THE EXERCISE:
Copy the following items word for word.

## BEGIN

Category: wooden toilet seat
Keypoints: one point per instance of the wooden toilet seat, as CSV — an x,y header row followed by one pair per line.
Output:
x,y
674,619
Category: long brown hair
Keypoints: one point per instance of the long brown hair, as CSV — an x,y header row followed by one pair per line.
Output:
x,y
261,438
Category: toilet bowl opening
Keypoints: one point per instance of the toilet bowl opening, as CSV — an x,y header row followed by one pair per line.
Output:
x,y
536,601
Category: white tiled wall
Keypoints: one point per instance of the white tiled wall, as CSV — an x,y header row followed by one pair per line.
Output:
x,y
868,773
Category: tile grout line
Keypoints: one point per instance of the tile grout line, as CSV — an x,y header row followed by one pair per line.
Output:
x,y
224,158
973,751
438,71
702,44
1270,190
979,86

## END

PROBLEM SOLUTION:
Category: wooden toilet seat
Keypoints: one point per instance of the wooden toilet seat, as CSV — an x,y header row followed by one pair per line.
Output:
x,y
674,619
Category: long brown hair
Keypoints: one point per instance of the long brown hair, as CSV — an x,y header row followed by one pair per line.
Output:
x,y
261,438
Category: toilet bowl opening
Keypoints: one point per instance of the toilet bowl opening, as CSV — an x,y header row followed by one pair per line.
Output:
x,y
536,601
Category: white tiled wall
Keypoints: one point per instance of the white tiled wall, as CSV — an x,y header row followed by one pair per line.
Output:
x,y
868,773
Category: tile grout line
Keypoints: one point per instance of the tile grout line, as CSV — an x,y header row followed by one pair per line.
Output:
x,y
224,158
973,751
438,71
702,44
1270,190
979,86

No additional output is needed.